───── EXTRACTED DATA
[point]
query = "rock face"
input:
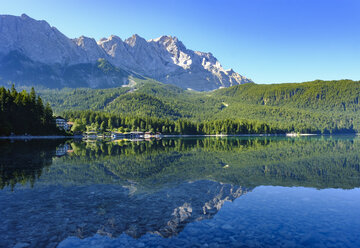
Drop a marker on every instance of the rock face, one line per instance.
(165, 59)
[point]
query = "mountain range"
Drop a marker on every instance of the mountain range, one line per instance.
(34, 53)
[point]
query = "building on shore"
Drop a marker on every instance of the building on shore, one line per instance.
(62, 123)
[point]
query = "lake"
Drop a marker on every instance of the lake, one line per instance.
(181, 192)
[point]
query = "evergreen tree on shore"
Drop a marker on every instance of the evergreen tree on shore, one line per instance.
(24, 113)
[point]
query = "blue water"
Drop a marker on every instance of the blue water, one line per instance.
(267, 217)
(229, 192)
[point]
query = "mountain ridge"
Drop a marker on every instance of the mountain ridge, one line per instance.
(165, 59)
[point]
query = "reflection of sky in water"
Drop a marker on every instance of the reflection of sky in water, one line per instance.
(266, 217)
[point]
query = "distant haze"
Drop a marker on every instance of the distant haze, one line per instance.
(268, 41)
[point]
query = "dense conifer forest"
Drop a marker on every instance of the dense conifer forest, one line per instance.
(24, 113)
(312, 107)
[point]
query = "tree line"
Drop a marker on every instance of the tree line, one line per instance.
(24, 113)
(102, 121)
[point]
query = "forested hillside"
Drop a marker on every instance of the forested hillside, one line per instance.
(22, 112)
(318, 106)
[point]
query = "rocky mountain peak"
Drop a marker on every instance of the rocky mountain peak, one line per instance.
(135, 40)
(165, 59)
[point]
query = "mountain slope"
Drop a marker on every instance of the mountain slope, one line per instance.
(48, 53)
(307, 106)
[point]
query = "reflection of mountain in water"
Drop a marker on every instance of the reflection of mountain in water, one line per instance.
(23, 161)
(108, 210)
(319, 162)
(156, 187)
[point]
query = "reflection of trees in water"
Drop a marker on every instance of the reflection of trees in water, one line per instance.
(315, 162)
(23, 161)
──────────
YOUR GOAL:
Without any of its pictures, the listing is to be repeated exactly as it stands.

RESPONSE AREA:
[point]
query = "rock face"
input:
Drop a marker on every instance of the rock face, one line per instance.
(165, 59)
[point]
query = "mountain range"
Drop a marker on every instance of the mountain range, one line per instance.
(34, 53)
[point]
query = "building on shore"
Drop a marker on every instance of the building on shore, one line per instance.
(62, 123)
[point]
query = "lake"
Drop a marker on every instance of the lake, one line per instance.
(181, 192)
[point]
query = "evergreen tree on shore"
Drop a marker on every instance of the evergreen tree on shore, one line per instance.
(24, 113)
[point]
query = "blue water"
Drop a marker on every instance of the blue water, one line per instance.
(267, 217)
(229, 192)
[point]
query = "mountain ridge"
Drop a marker on every instance of the mountain ridge, one line per instance.
(165, 59)
[point]
query = "reflection of sky in water"
Drop a marker on every instance of the reflection of sky in water, one line per instance.
(266, 217)
[point]
query = "distant haze"
Drop a marker on every instance of the distant haze, one line per instance.
(268, 41)
[point]
query = "dense conifer forest"
Drop a marker on every instance of the dense conifer forest, one line per instance.
(24, 113)
(312, 107)
[point]
query = "tree line"
Drop a marker on every instance of the tree line, one line per instance.
(24, 113)
(102, 121)
[point]
query = "forested hillside"
Drop a marker on every instance of the forested hillside, one line per instance.
(22, 112)
(318, 106)
[point]
query = "rocky mountain peak"
Drop a marker on every instance of the rocky mountain peak, one line per instance.
(135, 40)
(165, 59)
[point]
query = "mountain slope"
Drop a marker on every instance of the mountain slope, one line per instance.
(48, 53)
(307, 106)
[point]
query = "reflection of mountain in water"
Drop a marker on every instance of the reflection of mountain in water, one line per instance.
(23, 161)
(108, 210)
(319, 162)
(156, 187)
[point]
query = "reflection of trees in water"
Drop a marker on every instance of the reflection of trees in water, one line per instance.
(315, 162)
(23, 161)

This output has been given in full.